A list of puns related to "Animal Species"
Beavers. They're all dammed.
MONK-eys
Seems fishy but it's true.
A preliminary investigation confirmed a very large amount of dead birds on the roadway. According to the investigation, an overwhelming majority of these deaths were the result of an impact with an 18-wherler.
The state reached out to Boston College, Harvard, UMass, and MIT and created a team of experts in the fields of transportation, physics, ornithology, and animal psychology. These experts conducted a six-month-long study of the events around the Turnpike. Their goal was to determine why such a large number of birds were being killed by 18-wheelers.
The results of this study revealed that one specific species of crow (the Bostonian black) has a natural defense mechanism that allows it to audibly warn other birds of oncoming vehicles. Over time, the other birds come to depend on this audible warning. Unfortunately, there appears to be a defect in this defense when it comes to warning about the 18-wheelers.
Apparently the crow can say "caw, caw" to warn the other birds but it can't say "twuck, twuck."
It's not well known that among the species of plants taken aboard Noah's Ark was a very odd berry. This berry had a special property where if you ate too few at once they would be sour, but if you ate too many at once they would be bitter. Even stranger was that the right number of berries to eat at once for perfect sweetness was different for each person.
Shem would never take enough berries and would complain every time "Ugh! These berries are so sour! Why did we bring these plants?" Noah would reply "I've told you over and over, you need to eat a couple more in a mouthful to make them sweet."
Ham would always take too many berries and would complain every time "Ick! These berries are so bitter! I'd like to toss the plants overboard." Noah would reply "I've told you over and over, you need to eat fewer in a mouthful to make them sweet."
Japeth would grab a random amount and whenever they were bitter or sour he'd complain "Why do these berries never taste the same? We should let the animals eat the plants so we don't have to eat the silly berries." Noah would reply "I've told you over and over, you should remember how many berries taste the best."
After a couple of weeks of this, Noah announced "I'm taking charge of portioning the berries. I've made notes of how many of them taste the best for me, my wife, all of you my sons, and your wives. At meals I'll give each of you the correct amount, and NO MORE COMPLAINTS!"
Another week passed and Japeth wanted some berries to take the edge off his hunger, but rather than wander all over the whole ark looking for his father he asked Emzara "Where's dad? I'd like some berries before lunch."

Recorded data:
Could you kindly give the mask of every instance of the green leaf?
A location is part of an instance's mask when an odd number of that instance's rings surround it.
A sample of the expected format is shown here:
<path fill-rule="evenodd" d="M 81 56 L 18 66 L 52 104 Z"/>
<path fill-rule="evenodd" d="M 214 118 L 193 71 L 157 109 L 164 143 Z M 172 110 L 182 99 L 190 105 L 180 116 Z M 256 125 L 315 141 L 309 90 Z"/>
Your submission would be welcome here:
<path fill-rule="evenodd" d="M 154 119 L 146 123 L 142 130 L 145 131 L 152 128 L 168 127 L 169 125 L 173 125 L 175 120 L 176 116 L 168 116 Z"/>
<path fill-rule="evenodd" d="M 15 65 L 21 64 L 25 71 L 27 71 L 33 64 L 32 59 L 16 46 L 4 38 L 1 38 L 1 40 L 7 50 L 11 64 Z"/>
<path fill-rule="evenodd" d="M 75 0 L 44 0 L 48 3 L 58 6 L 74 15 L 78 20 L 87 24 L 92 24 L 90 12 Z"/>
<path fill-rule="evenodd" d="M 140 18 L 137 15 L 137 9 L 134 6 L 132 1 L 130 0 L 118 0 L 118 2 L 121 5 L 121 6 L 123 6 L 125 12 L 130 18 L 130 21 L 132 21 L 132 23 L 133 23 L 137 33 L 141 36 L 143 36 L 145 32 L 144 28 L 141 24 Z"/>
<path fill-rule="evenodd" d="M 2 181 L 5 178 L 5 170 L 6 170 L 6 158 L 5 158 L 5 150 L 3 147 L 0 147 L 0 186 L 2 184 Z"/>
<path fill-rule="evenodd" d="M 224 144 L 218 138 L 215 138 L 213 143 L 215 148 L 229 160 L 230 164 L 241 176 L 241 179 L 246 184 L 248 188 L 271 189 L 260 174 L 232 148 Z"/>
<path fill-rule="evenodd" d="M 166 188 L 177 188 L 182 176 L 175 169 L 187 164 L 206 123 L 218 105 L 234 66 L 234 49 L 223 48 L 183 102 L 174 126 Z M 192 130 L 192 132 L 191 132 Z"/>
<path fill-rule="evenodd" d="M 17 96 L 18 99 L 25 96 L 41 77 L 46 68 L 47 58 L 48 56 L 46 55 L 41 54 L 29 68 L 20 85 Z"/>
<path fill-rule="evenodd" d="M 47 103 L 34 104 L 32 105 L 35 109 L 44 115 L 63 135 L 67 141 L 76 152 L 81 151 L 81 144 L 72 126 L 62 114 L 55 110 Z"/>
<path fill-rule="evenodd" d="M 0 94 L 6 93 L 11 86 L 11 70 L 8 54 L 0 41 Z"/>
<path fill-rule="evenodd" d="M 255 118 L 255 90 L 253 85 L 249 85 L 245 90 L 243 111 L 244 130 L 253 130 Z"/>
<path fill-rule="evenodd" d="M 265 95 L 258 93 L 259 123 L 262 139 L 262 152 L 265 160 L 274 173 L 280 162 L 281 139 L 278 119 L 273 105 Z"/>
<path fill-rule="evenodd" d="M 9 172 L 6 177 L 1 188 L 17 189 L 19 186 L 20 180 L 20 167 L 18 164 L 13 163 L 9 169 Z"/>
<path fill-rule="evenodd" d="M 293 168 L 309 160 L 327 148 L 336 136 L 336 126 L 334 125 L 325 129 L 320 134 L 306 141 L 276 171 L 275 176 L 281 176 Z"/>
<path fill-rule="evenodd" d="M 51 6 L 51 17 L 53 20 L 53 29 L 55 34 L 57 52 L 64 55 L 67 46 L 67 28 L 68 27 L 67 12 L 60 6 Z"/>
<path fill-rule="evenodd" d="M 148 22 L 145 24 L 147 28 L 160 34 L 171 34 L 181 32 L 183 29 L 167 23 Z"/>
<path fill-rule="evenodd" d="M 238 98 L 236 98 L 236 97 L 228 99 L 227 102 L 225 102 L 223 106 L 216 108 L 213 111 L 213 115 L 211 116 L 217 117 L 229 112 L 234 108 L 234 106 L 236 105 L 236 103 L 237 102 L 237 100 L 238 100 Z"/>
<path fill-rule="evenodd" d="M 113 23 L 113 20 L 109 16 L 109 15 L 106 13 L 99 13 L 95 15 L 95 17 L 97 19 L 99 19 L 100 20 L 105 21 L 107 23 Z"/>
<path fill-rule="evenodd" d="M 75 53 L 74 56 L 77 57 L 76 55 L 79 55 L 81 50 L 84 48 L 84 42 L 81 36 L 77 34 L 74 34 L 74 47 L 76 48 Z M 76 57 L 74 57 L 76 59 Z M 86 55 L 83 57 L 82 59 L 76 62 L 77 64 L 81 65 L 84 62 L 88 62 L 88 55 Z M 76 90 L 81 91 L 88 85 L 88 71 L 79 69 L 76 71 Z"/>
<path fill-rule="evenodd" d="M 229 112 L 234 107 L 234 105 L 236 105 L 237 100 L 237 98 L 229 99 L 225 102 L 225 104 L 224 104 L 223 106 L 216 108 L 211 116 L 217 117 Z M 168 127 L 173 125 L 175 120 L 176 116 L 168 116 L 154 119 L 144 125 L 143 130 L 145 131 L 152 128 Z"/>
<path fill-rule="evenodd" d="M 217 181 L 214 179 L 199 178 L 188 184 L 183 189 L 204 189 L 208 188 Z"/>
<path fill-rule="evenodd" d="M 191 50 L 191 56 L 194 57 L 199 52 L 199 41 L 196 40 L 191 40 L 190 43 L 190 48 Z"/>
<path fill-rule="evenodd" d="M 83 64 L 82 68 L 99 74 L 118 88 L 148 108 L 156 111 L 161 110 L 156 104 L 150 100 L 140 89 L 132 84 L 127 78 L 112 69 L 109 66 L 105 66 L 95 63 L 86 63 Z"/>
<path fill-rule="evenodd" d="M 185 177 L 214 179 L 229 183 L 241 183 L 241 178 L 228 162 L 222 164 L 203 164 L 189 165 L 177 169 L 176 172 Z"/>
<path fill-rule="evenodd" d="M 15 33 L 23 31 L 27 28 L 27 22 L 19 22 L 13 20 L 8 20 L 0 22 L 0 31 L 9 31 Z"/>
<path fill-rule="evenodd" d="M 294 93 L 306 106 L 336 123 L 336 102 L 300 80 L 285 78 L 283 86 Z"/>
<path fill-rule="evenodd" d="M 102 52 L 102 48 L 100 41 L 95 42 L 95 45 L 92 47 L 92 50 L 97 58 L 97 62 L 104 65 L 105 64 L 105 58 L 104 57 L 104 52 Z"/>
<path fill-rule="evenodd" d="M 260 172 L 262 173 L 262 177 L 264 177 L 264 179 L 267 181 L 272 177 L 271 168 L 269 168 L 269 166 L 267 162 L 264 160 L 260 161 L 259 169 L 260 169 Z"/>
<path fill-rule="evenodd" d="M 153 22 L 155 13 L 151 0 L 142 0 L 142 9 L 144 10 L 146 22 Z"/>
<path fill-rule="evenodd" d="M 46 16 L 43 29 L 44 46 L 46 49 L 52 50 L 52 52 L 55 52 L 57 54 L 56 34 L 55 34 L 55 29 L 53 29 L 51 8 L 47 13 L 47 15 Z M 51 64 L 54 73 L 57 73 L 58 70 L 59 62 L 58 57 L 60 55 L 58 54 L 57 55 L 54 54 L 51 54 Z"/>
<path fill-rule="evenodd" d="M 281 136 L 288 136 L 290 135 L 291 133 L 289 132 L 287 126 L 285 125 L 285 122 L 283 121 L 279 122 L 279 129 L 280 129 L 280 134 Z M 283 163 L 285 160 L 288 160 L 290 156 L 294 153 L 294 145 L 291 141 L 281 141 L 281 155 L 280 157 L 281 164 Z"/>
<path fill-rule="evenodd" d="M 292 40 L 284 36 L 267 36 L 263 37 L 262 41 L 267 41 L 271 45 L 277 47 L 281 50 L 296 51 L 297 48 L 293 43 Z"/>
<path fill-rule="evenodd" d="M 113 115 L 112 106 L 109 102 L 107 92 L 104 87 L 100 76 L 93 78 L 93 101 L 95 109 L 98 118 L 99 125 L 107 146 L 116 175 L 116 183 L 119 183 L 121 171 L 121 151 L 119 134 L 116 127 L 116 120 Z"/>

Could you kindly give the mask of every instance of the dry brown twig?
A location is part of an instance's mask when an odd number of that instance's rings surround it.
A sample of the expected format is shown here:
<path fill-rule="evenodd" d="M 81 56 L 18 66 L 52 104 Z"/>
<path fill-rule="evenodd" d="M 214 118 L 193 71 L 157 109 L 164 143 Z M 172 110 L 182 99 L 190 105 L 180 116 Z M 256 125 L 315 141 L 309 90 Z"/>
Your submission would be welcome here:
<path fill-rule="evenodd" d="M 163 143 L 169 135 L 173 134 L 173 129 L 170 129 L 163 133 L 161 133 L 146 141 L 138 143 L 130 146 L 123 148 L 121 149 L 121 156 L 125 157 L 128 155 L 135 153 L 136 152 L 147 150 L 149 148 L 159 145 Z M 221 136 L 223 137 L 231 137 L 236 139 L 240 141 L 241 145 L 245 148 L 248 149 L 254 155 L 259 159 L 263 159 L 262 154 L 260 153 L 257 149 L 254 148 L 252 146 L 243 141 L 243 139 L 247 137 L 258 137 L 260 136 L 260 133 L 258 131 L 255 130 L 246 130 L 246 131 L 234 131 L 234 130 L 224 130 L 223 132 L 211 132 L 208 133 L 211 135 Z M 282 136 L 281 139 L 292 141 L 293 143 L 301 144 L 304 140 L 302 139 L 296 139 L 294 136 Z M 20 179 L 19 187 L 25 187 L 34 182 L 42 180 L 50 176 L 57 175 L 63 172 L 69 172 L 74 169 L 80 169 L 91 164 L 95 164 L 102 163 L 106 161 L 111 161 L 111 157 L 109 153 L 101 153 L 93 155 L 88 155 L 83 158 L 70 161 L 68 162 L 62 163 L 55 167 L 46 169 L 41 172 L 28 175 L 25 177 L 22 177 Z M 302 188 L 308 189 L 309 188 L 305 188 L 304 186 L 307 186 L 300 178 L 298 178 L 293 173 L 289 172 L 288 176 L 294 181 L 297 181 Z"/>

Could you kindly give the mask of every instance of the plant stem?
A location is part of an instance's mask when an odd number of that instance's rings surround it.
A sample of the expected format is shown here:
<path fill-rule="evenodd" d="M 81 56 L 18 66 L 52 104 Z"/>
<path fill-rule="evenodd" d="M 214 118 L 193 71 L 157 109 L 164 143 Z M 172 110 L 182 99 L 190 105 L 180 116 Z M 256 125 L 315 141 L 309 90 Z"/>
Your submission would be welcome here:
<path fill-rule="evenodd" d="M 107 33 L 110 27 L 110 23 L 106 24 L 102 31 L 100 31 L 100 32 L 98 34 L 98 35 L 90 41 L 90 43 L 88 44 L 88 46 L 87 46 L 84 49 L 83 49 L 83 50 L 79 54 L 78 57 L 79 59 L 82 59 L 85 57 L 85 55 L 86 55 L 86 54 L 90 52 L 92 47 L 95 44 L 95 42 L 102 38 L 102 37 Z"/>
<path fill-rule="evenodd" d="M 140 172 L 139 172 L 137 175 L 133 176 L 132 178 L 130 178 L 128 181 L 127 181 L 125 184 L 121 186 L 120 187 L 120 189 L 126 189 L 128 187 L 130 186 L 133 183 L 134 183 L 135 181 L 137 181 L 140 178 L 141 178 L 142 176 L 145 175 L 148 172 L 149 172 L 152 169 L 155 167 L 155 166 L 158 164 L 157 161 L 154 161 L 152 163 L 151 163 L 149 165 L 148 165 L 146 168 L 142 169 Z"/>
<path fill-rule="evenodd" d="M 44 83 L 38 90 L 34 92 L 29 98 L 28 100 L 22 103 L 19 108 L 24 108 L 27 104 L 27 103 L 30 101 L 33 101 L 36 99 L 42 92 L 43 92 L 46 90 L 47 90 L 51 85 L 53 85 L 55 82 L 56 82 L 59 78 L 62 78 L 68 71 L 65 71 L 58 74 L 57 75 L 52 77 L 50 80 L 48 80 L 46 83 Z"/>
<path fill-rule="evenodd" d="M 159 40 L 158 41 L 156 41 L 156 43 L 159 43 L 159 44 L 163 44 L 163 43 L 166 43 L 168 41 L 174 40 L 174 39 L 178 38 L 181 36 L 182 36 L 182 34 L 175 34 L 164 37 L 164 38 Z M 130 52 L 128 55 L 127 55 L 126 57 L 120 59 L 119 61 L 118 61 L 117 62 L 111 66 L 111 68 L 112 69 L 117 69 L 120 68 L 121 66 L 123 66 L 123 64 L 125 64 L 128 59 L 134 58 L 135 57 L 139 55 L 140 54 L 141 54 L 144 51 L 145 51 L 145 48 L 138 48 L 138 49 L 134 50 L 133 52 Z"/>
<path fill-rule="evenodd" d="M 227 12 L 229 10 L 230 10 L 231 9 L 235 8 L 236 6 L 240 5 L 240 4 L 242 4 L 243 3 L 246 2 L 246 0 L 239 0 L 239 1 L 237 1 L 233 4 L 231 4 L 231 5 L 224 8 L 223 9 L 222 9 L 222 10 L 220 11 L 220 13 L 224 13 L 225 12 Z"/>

Required work: Reproduce the part of the animal pun list above that runs from "A preliminary investigation" up to and including "killed by 18-wheelers.", word for word.

Answer to this exercise:
A preliminary investigation confirmed a very large amount of dead birds on the roadway. According to the investigation, an overwhelming majority of these deaths were the result of an impact with an 18-wherler.
The state reached out to Boston College, Harvard, UMass, and MIT and created a team of experts in the fields of transportation, physics, ornithology, and animal psychology. These experts conducted a six-month-long study of the events around the Turnpike. Their goal was to determine why such a large number of birds were being killed by 18-wheelers.